Mise en pratique:
(a) D'après l'extrait sur la diplomatie de la Maison d'Aragon, dans quel cadre la prééminence de la Casa d'Aragó sur la dynastie sœur de Majorque est-elle revendiquée ?
(b) Recopiez fidèlement le passage de l'extrait sur la diplomatie de la Maison d'Aragon qui s'ouvre sur les mots contenant « 7La diplomatie est » et se clôt sur « des ambassades mixtes. ».

Extrait du document:
___

7La diplomatie est aussi l’affaire d’une famille qui cherche à consolider son pouvoir dans la Couronne et à affermir son appartenance à une autre famille, plus vaste, celle des rois et des princes d’Occident. La négociation puis la célébration d’alliances matrimoniales avec des maisons étrangères constituent, en ce sens, un enjeu crucial. Les mariages rappellent l’accord fondateur qui doit unir le roi, sa famille et les sujets vivant dans la Couronne ; ils rendent manifeste l’importance de la Maison d’Aragon parmi les grandes maisons chrétiennes de l’époque. La dynastie s’efforce de parler d’une seule voix à travers ses différents membres, s’engage dans la durée. La prééminence de la Casa d’Aragó sur la dynastie sœur de Majorque est, pour sa part, revendiquée dans des ambassades mixtes.

___

[Entrées enregistrées]
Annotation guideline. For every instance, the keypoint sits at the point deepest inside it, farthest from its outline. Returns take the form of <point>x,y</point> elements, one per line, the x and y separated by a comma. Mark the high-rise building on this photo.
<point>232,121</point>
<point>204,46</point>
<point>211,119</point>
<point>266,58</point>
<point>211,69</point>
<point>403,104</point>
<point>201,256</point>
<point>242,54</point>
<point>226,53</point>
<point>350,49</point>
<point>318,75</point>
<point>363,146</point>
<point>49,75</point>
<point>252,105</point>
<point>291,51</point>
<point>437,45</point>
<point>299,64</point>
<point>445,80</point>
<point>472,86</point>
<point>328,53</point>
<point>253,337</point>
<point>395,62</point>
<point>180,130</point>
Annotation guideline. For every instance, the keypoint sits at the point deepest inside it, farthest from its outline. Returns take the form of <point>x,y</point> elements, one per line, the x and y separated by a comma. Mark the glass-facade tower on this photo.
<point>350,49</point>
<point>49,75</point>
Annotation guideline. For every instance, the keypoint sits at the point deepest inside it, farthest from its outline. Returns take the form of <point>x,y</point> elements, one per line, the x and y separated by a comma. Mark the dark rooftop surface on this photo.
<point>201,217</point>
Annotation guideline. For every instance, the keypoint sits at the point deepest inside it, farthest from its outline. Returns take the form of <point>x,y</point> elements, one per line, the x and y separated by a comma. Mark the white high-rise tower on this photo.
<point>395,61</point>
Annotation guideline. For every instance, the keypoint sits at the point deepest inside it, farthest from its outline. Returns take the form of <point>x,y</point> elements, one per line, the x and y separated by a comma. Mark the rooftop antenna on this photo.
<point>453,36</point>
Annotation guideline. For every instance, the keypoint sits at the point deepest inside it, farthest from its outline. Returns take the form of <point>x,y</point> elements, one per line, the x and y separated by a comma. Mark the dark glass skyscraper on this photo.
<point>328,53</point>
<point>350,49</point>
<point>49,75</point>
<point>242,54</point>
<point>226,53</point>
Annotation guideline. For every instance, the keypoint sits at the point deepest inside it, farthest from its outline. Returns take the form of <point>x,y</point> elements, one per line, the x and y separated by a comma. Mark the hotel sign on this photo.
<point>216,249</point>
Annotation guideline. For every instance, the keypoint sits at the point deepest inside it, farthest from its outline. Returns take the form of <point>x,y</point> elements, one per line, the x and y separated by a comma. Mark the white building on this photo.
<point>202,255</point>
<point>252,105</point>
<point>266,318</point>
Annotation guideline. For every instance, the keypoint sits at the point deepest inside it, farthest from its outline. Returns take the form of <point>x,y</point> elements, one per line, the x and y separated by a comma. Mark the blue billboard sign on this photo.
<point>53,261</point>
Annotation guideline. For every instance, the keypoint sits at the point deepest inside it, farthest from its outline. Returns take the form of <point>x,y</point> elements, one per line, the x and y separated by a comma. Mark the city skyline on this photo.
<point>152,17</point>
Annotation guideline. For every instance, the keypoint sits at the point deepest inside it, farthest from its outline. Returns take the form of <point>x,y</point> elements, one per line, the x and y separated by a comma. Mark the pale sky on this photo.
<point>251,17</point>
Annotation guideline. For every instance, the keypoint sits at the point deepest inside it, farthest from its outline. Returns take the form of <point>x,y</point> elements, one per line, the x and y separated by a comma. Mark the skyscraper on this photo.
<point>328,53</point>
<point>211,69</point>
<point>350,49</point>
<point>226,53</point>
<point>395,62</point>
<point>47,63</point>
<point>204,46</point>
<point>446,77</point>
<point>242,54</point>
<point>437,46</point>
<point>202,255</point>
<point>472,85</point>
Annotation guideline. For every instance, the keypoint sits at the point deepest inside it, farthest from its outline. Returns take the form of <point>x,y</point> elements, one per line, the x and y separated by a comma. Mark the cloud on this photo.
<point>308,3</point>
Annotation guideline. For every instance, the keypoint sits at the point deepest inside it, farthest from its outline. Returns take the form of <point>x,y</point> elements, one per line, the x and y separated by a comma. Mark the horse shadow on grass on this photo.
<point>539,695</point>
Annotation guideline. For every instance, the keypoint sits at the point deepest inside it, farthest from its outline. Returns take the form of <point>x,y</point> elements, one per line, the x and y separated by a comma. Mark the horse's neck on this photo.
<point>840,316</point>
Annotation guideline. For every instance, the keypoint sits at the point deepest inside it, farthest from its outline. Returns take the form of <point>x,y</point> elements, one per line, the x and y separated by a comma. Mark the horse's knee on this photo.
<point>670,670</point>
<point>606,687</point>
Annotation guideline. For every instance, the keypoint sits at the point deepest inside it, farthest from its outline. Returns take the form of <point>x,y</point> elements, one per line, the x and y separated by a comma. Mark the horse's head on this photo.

___

Réponses aux exercices:
(a) Elle est revendiquée dans des ambassades mixtes.

(b)
7La diplomatie est aussi l’affaire d’une famille qui cherche à consolider son pouvoir dans la Couronne et à affermir son appartenance à une autre famille, plus vaste, celle des rois et des princes d’Occident. La négociation puis la célébration d’alliances matrimoniales avec des maisons étrangères constituent, en ce sens, un enjeu crucial. Les mariages rappellent l’accord fondateur qui doit unir le roi, sa famille et les sujets vivant dans la Couronne ; ils rendent manifeste l’importance de la Maison d’Aragon parmi les grandes maisons chrétiennes de l’époque. La dynastie s’efforce de parler d’une seule voix à travers ses différents membres, s’engage dans la durée. La prééminence de la Casa d’Aragó sur la dynastie sœur de Majorque est, pour sa part, revendiquée dans des ambassades mixtes.